Challenge 1. In the RHEL6 native memory write-up, what was the maximum heap (-Xmx) size?
Challenge 2. Transcribe the stretch of the RHEL6 native memory write-up from "After some investigation, the" through "by Ulrich Drepper.".
Challenge 3. Go on with the RHEL6 native memory write-up, starting after its last sentence.

Text block.
A recent customer on RedHat Enterprise Linux 6 (RHEL6) was running WAS 8, 64-bit. We noticed that the virtual size of the process was over 14GB (ps -p $PID -o vsz,rss). The maximum heap (-Xmx) was 5.5GB, so we were concerned there was a native memory leak. In IBM Java 626 (which ships with WAS 8), javacores have a NATIVEMEMINFO structure which tracks most JVM native allocations, including -Xmx itself, classes, classloaders, JIT, shared classes, and even some SDK native allocations like DirectByteBuffers. These are the most common things to leak (whether due to a bug in the JVM itself or leaking classloaders in an application, etc.); however, when we looked at the javacore, it was only showing about 6.25GB:
1MEMUSER JRE: 6,401,632,920 bytes / 9912 allocations
The next most common cause of a native memory leak is a third-party library leak (such as a type 2 database driver). We ran the linux-asmemory.sh script included in MustGather: Native Memory Issues on Linux. The output of /proc/$PID/maps did not really show any third party libraries outside of Java, WAS, and the OS itself. We could also see in the maps output that there were about 125 private memory regions, each about 64MB in size. Here are 4 examples:
7f379403e000-7f3798000000 ---p 00000000 00:00 0 7f3798000000-7f379bff7000 rw-p 00000000 00:00 0 7f379c021000-7f37a0000000 ---p 00000000 00:00 0 7f37a0028000-7f37a4000000 ---p 00000000 00:00 0
That lined up with what we knew -- "well known" data structures in the JVM were consuming about 6GB and then 125*64MB ~= 8GB. We were about to start using a complex procedure to investigate who was allocating these regions when the customer found a hint that this could be "benign." The RHEL 6 release notes say the following:
Red Hat Enterprise Linux 6 features version 2.11 of glibc, providing many features and enhancements, including... An enhanced dynamic memory allocation (malloc) behaviour enabling higher scalability across many sockets and cores. This is achieved by assigning threads their own memory pools and by avoiding locking in some situations. The amount of additional memory used for the memory pools (if any) can be controlled using the environment variables MALLOC_ARENA_TEST and MALLOC_ARENA_MAX. MALLOC_ARENA_TEST specifies that a test for the number of cores is performed once the number of memory pools reaches this value. MALLOC_ARENA_MAX sets the maximum number of memory pools used, regardless of the number of cores.
After some investigation, the glibc 2.10 "NEWS" release notes have this:
* The malloc implementation can be compiled to be less memory efficient but higher performing in multi-threaded programs. Implemented by Ulrich Drepper.

Items.
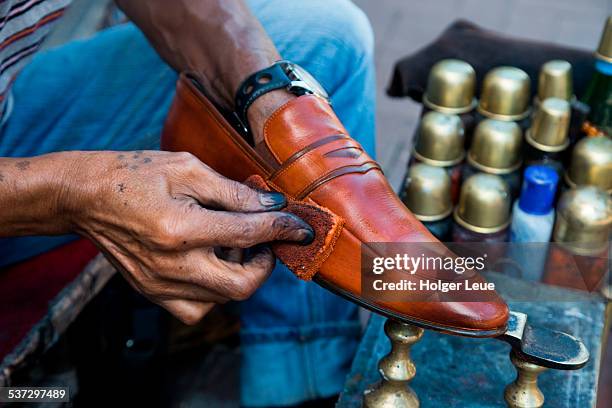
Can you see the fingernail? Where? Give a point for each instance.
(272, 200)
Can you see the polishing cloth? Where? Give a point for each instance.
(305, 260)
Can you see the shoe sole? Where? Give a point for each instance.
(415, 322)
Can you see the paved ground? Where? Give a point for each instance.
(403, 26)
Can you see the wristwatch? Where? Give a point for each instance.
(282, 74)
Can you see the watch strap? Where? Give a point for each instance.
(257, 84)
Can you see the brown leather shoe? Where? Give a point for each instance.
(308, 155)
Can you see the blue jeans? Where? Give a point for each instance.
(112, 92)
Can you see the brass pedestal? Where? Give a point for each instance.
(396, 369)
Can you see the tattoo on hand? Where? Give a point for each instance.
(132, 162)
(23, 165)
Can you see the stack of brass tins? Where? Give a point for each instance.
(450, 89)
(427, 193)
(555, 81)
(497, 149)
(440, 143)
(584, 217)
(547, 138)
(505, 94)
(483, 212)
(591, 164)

==

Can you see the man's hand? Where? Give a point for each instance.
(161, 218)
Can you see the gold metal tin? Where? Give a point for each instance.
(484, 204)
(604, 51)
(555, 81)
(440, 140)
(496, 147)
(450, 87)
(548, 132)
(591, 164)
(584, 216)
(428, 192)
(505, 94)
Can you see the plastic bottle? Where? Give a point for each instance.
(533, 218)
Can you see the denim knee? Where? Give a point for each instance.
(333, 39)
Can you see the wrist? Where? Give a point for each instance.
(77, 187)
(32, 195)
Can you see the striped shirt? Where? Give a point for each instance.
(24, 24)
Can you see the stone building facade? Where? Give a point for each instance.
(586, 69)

--

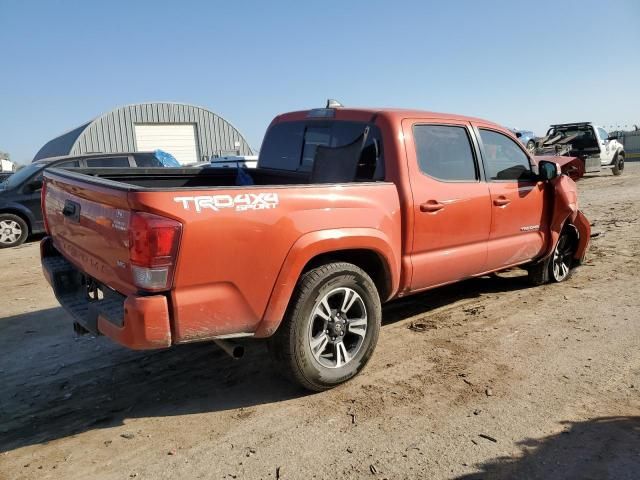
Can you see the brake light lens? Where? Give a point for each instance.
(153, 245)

Task output 1. 5.5GB

Task output 2.
After some investigation, the glibc 2.10 "NEWS" release notes have this:
* The malloc implementation can be compiled to be less memory efficient but higher performing in multi-threaded programs. Implemented by Ulrich Drepper.

Task output 3.
[glibc-2.10.1]$ grep CPPFLAGS malloc/Makefile
CPPFLAGS-malloc.c += -DPER_THREAD -DATOMIC_FASTBINS
The developer, Ulrich Drepper, has a much deeper explanation on his blog:
Before, malloc tried to emulate a per-core memory pool. Every time when contention for all existing memory pools was detected a new pool is created. Threads stay with the last used pool if possible... This never worked 100% because a thread can be descheduled while executing a malloc call. When some other thread tries to use the memory pool used in the call it would detect contention. A second problem is that if multiple threads on multiple core/sockets happily use malloc without contention memory from the same pool is used by different cores/on different sockets. This can lead to false sharing and definitely additional cross traffic because of the meta information updates. There are more potential problems not worth going into here in detail.
The changes which are in glibc now create per-thread memory pools. This can eliminate false sharing in most cases. The meta data is usually accessed only in one thread (which hopefully doesn’t get migrated off its assigned core). To prevent the memory handling from blowing up the address space use too much the number of memory pools is capped. By default we create up to two memory pools per core on 32-bit machines and up to eight memory per core on 64-bit machines. The code delays testing for the number of cores (which is not cheap, we have to read /proc/stat) until there are already two or eight memory pools allocated, respectively.
While these changes might increase the number of memory pools which are created (and thus increase the address space they use) the number can be controlled. Because using the old mechanism there could be a new pool being created whenever there are collisions the total number could in theory be higher. Unlikely but true, so the new mechanism is more predictable.
... Memory use is not that much of a premium anymore and most of the memory pool doesn’t actually require memory until it is used, only address space... We have done internally some measurements of the effects of the new implementation and they can be quite dramatic.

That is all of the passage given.